- WRITTEN EXERCISE
Skip every line before the one containing "Please mark every instance of the wood plank", then copy that line and the rest of the entries below exactly, through the last line.

(Rows from a pointing dataset)
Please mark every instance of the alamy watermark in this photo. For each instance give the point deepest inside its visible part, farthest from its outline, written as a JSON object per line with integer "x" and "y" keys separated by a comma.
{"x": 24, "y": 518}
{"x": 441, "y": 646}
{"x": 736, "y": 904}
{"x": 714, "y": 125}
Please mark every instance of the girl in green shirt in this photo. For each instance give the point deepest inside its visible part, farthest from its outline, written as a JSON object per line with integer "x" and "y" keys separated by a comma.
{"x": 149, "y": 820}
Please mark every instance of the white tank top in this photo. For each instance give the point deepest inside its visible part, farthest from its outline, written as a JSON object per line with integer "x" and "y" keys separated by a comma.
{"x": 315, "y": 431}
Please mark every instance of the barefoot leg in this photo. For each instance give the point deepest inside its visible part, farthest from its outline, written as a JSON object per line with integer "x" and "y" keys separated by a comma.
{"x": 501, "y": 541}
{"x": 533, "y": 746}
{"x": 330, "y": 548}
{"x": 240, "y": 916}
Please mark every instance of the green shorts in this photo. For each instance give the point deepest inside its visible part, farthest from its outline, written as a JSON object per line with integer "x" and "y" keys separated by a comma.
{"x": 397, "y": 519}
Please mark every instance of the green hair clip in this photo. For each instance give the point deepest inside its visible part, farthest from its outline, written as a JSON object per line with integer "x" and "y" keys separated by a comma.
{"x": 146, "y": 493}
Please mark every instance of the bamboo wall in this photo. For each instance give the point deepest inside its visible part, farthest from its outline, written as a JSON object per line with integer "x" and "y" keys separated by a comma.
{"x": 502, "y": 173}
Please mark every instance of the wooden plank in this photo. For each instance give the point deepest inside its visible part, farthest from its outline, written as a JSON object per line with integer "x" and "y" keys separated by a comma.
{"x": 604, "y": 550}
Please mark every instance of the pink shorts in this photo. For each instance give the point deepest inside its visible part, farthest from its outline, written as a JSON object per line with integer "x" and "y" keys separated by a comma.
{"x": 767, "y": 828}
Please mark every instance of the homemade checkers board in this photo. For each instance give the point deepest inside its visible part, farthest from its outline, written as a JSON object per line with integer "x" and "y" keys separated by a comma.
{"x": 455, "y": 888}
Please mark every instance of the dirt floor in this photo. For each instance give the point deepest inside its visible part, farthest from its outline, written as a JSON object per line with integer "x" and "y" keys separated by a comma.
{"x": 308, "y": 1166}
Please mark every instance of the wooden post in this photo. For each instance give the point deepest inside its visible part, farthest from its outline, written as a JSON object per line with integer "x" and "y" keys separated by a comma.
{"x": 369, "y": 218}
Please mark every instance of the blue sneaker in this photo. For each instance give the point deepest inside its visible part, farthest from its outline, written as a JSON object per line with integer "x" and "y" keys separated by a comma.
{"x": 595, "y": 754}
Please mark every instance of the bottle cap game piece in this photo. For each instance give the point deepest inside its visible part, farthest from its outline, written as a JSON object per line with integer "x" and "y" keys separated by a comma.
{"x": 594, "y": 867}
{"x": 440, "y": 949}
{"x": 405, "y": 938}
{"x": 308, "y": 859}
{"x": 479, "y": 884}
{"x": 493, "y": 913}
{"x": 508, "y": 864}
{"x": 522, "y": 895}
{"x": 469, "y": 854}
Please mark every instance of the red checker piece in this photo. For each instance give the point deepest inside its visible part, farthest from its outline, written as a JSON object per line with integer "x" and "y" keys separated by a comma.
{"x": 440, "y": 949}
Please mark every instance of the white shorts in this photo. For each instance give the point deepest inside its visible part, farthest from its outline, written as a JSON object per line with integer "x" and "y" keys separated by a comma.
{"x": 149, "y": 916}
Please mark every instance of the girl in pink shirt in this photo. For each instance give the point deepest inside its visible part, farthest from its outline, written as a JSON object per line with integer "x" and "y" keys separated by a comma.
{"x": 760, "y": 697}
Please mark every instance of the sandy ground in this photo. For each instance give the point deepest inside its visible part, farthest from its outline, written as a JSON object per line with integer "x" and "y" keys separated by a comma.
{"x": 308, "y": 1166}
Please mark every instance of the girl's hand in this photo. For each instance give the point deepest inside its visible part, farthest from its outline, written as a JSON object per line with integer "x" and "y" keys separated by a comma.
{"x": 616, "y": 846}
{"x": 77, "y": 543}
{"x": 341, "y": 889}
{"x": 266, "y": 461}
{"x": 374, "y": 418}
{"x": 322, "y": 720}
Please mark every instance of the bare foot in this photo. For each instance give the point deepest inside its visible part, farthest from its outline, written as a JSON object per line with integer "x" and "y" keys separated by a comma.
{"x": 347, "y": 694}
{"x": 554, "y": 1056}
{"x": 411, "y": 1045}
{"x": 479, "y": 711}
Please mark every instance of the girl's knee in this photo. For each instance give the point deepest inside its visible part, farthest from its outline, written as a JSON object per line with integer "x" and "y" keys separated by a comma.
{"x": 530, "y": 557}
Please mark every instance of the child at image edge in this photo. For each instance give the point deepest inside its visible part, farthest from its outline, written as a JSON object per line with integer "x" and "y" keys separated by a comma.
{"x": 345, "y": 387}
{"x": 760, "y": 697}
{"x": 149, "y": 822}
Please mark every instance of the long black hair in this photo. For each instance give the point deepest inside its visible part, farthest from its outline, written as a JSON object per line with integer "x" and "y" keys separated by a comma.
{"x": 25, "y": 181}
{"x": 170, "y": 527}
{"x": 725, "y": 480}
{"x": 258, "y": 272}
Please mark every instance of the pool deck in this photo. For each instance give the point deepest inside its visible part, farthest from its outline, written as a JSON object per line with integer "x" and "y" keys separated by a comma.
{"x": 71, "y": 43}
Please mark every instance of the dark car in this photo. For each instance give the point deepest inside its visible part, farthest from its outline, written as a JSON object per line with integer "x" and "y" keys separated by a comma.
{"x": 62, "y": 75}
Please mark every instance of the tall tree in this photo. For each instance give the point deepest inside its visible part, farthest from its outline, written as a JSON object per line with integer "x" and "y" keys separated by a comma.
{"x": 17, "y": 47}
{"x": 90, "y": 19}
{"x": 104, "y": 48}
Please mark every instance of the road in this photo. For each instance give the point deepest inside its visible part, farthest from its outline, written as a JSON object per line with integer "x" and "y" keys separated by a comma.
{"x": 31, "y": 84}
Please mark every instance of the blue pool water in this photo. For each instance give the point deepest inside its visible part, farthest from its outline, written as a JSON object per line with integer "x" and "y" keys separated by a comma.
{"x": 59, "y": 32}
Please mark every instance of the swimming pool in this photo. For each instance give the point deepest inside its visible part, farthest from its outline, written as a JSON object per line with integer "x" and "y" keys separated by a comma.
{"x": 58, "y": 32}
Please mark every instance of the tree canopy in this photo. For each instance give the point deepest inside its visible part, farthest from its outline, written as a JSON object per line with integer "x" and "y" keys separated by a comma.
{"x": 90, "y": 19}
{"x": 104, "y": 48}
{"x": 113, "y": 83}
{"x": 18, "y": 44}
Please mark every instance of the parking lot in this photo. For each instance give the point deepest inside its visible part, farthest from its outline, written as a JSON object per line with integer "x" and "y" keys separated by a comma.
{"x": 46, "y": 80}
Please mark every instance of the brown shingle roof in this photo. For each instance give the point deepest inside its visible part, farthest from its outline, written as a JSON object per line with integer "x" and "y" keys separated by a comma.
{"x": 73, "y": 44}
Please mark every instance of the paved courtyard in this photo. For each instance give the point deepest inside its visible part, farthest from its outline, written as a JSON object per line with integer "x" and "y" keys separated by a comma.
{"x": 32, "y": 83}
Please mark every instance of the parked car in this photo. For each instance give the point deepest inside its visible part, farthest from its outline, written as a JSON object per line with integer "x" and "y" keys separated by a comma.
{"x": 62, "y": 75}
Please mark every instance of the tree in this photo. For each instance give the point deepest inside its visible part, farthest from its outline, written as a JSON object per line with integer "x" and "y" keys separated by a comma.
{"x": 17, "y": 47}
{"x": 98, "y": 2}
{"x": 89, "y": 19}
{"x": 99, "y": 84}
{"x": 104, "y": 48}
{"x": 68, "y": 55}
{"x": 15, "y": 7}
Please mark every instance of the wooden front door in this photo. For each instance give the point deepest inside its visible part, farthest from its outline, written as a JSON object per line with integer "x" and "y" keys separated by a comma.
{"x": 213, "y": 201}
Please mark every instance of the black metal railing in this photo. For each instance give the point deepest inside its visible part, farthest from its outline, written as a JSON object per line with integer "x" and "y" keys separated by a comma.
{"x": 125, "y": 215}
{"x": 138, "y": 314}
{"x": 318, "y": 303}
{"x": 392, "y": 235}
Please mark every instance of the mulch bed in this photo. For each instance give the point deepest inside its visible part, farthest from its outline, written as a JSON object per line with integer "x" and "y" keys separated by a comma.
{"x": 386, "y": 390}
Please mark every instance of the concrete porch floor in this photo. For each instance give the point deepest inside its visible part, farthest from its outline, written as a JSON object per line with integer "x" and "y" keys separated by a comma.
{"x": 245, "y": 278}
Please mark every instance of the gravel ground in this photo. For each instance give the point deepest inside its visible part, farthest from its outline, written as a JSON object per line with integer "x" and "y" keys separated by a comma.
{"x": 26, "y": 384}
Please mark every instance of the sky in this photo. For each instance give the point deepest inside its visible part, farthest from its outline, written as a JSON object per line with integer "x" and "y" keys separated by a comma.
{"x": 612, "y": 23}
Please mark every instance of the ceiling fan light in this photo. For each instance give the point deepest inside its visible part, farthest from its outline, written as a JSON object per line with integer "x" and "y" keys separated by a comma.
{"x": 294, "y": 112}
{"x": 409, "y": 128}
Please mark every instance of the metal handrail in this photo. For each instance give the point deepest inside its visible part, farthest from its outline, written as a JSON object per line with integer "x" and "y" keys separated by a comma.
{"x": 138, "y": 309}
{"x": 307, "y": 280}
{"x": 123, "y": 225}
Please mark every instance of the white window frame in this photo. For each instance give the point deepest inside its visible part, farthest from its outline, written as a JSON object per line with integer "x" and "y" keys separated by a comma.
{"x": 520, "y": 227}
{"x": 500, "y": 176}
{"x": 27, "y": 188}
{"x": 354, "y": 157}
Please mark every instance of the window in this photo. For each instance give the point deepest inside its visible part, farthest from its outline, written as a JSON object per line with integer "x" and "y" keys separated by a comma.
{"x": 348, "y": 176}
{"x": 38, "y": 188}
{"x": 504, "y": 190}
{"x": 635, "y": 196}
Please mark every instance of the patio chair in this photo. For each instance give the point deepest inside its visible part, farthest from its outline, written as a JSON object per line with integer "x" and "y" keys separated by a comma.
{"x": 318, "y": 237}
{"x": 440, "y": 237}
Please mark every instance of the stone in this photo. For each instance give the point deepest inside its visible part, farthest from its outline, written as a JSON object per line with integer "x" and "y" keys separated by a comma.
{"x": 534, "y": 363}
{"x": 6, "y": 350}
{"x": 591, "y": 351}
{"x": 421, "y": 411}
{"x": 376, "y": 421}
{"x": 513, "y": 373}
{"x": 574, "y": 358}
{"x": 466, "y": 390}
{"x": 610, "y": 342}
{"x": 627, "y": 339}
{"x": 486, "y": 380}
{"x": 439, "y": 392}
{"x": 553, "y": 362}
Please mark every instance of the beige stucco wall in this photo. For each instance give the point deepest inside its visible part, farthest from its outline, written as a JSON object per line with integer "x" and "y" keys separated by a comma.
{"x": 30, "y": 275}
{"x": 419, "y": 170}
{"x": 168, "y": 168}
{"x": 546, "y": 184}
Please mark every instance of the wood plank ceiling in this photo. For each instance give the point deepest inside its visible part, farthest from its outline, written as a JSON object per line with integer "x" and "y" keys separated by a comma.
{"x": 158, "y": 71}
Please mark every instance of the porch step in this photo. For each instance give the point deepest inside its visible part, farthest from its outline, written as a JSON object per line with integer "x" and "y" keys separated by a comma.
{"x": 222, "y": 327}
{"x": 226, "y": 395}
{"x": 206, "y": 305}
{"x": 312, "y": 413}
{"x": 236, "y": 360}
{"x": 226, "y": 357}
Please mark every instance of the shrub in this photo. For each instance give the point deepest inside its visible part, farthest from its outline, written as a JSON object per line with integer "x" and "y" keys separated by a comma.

- RESULT FOR THIS TASK
Please mark every instance of the wood plank ceiling in this photo. For each instance give the point deepest inside its visible part, farthest from its outline, written as a JSON object per line with integer "x" and "y" keys separated by a comma.
{"x": 158, "y": 71}
Please mark every instance of the porch step in this photo. For each instance give the point deepest inside its visible part, farthest from its outline, written as a JSON object per line with integer "x" and "y" keys separated by a comma.
{"x": 222, "y": 327}
{"x": 226, "y": 395}
{"x": 206, "y": 305}
{"x": 312, "y": 413}
{"x": 236, "y": 360}
{"x": 226, "y": 357}
Please mark every instance of the shrub in this photo. For each instance give the point deepest inside its visible part, farthest from its outline, written as a JSON object per line with integer "x" and "y" keys separated by a comma.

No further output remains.